## SELECTION:

[start]

The application seeks the Court to issue orders for discovery through subpoenas, production of documents and interrogatories in order to access evidence which unequivocally shows deponents made false statements during cross-examination at the 6 June 2014 hearing, and to also show that evidence which was both annexed and stated in affidavits in the proceedings was deliberately falsified & intentionally misrepresented by the deponents.

56    In other words, Mr Christian has not articulated any reasonably viable cross-claim that would withstand summary dismissal. Most of the orders for “discovery through subpoenas, production of documents and interrogatories” are sought for the purpose of enabling Mr Christian to formulate a case, rather than to aid a case he has articulated.

57    Second, assuming Mr Christian has a reasonably viable cross-claim, he has not given any adequate explanation for his not having sought to file a cross-claim before or during the hearing. Even if I accept, as Mr Christian claims, that he first became aware of s.20 of the ACL on 22 July 2014 during a meeting at the Melbourne office of the Australian Competition and Consumer Commission, Mr Christian was aware of the matters on which he appears to rely for claiming or wishing to claim that the applicants have engaged in unconscionable conduct. Mr Christian refers to a number of paragraphs of two of his affidavits which he filed in these proceedings. Mr Christian, therefore, had an opportunity before the hearing to apply for leave to raise a defence or cross-claim based on unconscionable conduct.

[end]

## TASK REQUIREMENTS:
a) In the judgment, on what date does Mr Christian say he first learned of s.20 of the ACL?
b) Translate this sentence from the judgment into Spanish: "Mr Christian refers to a number of paragraphs of two of his affidavits which he filed in these proceedings."
These rows come from a separate source.

## Excerpts of pointing data:
[start]

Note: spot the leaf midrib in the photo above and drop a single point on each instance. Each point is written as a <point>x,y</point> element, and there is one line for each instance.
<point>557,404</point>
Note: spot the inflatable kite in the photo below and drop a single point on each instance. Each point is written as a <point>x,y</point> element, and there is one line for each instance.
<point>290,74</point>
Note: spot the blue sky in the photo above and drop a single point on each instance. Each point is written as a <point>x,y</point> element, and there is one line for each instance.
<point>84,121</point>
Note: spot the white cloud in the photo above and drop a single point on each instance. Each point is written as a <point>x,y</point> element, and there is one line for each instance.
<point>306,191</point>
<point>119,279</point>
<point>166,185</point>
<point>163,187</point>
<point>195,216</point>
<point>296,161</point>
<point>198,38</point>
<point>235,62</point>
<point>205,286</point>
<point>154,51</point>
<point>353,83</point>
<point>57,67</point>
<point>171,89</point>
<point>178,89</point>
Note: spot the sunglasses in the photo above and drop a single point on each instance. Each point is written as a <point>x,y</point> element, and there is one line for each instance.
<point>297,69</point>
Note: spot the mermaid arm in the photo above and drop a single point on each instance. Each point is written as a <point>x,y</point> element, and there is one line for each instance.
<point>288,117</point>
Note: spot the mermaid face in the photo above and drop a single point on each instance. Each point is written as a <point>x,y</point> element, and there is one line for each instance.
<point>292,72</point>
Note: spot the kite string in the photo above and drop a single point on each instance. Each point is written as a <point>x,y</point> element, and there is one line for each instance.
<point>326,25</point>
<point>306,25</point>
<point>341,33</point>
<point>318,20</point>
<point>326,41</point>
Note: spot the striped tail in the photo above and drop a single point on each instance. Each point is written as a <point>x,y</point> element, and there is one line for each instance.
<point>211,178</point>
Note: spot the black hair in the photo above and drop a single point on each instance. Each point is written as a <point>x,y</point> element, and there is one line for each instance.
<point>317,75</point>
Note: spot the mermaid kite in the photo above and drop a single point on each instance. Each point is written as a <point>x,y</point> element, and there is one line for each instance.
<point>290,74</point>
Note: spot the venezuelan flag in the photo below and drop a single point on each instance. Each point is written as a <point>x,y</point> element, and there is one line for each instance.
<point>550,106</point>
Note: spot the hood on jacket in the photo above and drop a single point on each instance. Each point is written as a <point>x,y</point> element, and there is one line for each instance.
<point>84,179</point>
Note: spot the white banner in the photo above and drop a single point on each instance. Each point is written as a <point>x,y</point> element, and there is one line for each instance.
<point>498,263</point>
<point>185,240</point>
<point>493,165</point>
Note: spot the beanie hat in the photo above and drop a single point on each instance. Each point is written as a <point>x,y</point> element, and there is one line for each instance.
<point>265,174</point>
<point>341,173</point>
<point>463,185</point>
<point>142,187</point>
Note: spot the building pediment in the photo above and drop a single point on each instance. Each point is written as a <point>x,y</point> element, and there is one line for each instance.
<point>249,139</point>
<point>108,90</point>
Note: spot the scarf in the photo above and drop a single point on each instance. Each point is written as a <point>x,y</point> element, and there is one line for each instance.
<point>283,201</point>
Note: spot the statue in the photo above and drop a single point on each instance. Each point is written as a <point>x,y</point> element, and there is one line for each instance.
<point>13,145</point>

[end]

## TASK RESPONSES:
a) 22 July 2014

b) El Sr. Christian se refiere a varios párrafos de dos de sus declaraciones juradas que presentó en este procedimiento.